Check each line of the data below for the word "before", then extract the ones that have it.

(Data records)

━━━━━━━━━━━━━━━━━━━━

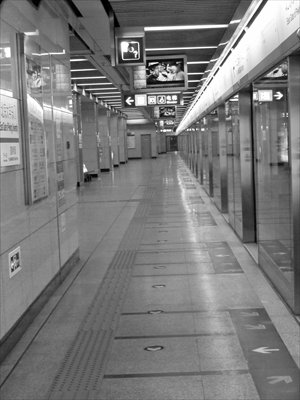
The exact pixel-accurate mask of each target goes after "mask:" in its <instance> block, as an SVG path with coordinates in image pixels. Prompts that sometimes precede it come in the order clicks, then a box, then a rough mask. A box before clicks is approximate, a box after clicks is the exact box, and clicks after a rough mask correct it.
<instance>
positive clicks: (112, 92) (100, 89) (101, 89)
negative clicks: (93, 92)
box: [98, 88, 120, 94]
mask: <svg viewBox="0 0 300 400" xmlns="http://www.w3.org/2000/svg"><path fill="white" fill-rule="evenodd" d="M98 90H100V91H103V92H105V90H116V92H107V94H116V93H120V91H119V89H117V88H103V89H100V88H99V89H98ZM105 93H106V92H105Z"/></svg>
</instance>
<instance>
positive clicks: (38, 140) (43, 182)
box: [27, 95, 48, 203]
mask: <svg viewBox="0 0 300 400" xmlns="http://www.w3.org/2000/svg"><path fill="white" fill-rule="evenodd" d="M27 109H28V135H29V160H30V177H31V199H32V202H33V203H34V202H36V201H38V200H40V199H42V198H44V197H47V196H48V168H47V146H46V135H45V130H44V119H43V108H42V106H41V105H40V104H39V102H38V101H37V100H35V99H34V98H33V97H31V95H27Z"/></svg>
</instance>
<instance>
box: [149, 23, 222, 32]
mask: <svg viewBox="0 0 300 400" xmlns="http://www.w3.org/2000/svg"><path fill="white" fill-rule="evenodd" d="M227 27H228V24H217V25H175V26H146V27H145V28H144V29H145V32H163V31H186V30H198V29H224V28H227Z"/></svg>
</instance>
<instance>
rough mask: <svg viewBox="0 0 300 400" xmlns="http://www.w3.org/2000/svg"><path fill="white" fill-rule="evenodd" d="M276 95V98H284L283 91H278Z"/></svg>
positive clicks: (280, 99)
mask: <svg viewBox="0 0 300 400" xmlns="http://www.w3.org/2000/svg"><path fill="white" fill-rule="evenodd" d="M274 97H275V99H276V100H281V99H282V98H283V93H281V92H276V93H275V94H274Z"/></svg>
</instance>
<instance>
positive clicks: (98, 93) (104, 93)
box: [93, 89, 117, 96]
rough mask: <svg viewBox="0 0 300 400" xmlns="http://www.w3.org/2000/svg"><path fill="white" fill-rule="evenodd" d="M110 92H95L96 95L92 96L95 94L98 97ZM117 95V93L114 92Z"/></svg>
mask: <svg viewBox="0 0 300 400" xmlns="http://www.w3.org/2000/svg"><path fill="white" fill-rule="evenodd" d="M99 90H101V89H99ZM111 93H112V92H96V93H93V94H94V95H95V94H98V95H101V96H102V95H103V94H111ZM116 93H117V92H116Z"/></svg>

━━━━━━━━━━━━━━━━━━━━

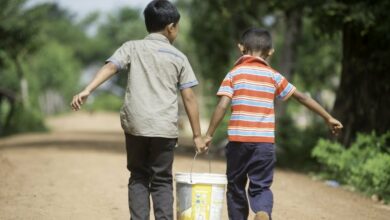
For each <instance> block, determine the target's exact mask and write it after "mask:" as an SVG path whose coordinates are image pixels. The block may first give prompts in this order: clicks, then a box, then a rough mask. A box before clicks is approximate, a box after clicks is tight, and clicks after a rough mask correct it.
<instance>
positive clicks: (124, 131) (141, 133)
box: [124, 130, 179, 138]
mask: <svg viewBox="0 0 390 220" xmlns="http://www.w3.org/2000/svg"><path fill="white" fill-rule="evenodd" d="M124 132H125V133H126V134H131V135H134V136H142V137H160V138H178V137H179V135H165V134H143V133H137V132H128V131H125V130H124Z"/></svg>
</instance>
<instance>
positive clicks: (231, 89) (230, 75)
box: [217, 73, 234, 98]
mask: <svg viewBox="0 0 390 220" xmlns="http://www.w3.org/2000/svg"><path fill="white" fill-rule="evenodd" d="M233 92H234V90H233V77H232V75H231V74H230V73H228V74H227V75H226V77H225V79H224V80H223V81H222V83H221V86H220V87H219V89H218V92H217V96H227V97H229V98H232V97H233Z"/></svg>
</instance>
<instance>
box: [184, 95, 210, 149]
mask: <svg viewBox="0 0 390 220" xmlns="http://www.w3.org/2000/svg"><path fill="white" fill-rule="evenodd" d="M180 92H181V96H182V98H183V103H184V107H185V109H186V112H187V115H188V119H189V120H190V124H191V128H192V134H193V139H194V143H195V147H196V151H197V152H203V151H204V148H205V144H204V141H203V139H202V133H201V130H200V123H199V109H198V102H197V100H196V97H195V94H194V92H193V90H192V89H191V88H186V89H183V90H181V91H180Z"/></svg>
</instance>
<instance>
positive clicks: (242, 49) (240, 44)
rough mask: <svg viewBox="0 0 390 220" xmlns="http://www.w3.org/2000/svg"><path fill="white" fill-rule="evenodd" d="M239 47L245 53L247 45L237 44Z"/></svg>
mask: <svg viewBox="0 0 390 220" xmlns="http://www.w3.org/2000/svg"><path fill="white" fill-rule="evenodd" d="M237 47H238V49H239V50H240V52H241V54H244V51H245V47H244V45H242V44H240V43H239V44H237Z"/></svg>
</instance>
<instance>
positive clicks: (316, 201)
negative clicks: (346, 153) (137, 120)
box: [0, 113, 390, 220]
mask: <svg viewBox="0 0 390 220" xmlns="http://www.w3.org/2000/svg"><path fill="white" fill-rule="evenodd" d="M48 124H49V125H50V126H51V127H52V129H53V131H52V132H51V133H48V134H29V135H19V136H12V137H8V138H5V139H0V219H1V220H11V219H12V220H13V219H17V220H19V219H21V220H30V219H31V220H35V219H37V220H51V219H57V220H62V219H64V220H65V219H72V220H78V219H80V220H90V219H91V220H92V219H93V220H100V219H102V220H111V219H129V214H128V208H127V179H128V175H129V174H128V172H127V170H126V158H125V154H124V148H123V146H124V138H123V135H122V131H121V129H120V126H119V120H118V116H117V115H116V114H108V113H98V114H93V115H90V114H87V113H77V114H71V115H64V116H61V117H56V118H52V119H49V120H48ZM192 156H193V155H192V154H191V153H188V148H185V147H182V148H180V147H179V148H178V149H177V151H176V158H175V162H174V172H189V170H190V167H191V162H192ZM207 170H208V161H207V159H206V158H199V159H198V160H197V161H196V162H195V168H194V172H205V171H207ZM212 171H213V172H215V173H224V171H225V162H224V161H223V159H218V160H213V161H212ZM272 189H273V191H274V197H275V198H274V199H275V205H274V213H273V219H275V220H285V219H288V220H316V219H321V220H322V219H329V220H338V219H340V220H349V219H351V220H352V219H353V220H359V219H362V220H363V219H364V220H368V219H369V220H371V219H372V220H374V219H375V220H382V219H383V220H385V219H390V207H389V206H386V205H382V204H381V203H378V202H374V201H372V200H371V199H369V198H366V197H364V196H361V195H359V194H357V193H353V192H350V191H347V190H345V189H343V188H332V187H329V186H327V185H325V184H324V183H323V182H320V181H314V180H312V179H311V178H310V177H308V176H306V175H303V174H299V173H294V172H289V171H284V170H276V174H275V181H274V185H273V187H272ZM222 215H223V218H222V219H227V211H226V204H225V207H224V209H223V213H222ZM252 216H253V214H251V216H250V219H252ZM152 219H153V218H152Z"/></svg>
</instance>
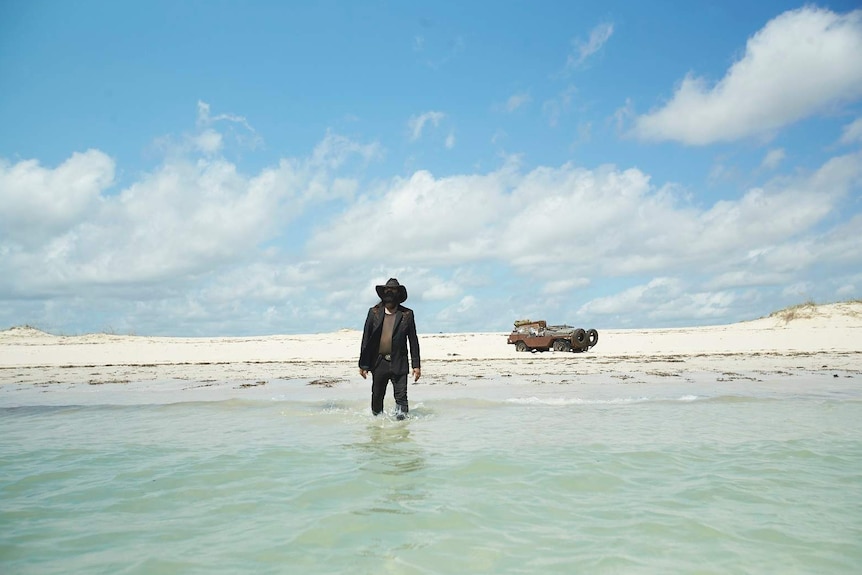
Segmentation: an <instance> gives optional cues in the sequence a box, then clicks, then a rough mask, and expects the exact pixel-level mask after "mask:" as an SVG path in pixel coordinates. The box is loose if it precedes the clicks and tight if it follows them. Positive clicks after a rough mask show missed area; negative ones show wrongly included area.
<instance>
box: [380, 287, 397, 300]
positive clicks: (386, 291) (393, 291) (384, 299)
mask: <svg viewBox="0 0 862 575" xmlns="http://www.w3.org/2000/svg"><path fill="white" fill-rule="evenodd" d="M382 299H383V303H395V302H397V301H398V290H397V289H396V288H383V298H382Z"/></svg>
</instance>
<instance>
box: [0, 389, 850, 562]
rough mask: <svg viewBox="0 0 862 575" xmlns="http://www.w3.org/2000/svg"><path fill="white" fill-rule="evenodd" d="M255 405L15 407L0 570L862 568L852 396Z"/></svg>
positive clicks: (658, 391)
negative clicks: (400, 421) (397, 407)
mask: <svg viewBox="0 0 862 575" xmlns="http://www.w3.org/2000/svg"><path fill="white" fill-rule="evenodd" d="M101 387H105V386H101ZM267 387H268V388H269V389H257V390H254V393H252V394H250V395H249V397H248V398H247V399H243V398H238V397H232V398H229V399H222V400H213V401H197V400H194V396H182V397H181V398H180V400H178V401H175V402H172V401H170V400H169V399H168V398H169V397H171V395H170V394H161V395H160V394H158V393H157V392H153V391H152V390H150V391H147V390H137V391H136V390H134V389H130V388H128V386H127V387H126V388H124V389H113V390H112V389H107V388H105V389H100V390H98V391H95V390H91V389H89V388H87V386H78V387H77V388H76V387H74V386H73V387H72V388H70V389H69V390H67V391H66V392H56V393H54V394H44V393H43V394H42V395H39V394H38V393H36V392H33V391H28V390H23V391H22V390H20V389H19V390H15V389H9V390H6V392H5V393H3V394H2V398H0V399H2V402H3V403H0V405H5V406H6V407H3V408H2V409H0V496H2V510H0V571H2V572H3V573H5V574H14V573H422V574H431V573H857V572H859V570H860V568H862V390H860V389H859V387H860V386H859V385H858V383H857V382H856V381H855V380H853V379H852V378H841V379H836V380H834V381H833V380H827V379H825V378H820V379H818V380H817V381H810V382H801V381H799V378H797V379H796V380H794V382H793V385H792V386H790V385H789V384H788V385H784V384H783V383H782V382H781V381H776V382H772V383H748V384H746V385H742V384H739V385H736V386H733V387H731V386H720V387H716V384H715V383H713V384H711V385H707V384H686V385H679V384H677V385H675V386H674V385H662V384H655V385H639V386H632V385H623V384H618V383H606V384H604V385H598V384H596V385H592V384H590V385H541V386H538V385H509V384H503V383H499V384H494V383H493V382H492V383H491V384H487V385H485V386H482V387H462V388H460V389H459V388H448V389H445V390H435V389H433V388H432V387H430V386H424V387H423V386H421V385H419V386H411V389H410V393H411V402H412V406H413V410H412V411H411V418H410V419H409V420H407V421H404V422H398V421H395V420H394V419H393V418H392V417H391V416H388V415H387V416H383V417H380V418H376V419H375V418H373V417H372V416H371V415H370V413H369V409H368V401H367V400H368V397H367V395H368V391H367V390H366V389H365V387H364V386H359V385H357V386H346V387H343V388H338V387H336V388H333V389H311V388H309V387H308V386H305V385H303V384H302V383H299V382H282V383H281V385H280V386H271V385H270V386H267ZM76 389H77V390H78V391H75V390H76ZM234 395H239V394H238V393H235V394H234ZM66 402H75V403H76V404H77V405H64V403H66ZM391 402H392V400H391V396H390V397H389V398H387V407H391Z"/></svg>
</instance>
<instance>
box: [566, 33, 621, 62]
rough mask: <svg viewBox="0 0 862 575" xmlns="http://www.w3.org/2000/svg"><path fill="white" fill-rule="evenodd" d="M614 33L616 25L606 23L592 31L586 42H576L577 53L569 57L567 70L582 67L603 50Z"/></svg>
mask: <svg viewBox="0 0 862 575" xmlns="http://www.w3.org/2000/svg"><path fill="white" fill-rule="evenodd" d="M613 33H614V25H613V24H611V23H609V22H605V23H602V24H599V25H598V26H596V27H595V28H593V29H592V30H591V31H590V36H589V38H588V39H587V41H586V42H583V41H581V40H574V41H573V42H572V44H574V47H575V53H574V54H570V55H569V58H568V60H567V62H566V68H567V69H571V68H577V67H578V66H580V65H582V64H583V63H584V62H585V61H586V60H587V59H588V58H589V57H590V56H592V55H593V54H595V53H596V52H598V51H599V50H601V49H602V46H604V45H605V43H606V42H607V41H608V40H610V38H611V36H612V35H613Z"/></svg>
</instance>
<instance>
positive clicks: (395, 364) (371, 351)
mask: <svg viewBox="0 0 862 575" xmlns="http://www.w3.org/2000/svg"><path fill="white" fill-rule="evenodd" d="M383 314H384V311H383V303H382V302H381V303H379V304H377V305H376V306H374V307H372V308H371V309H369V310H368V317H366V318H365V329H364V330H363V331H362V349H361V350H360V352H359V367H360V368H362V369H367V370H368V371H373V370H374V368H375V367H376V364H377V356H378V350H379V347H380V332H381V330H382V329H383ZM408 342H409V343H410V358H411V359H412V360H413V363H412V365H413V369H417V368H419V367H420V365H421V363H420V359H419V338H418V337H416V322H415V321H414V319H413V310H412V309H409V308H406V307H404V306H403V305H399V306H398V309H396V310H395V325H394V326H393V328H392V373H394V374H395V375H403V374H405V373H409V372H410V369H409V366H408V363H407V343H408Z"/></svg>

━━━━━━━━━━━━━━━━━━━━

**Written response:**
The exact pixel-accurate mask of each target goes after "mask:" in its <instance> block, as an SVG path with coordinates in image pixels. Prompts that sometimes precede it come in the order clicks, then a box, then a rough mask. A box before clicks is approximate, a box after clicks is the exact box, and clicks after a rough mask correct it.
For each <instance> block, determine the target's exact mask and write it after "mask:" as an SVG path whose coordinates are image pixels. The block may first give prompts in this order: clicks, then a box, then a rough mask. A box before clicks is approximate, a box after clicks is tight, and clicks after a rough mask correct it.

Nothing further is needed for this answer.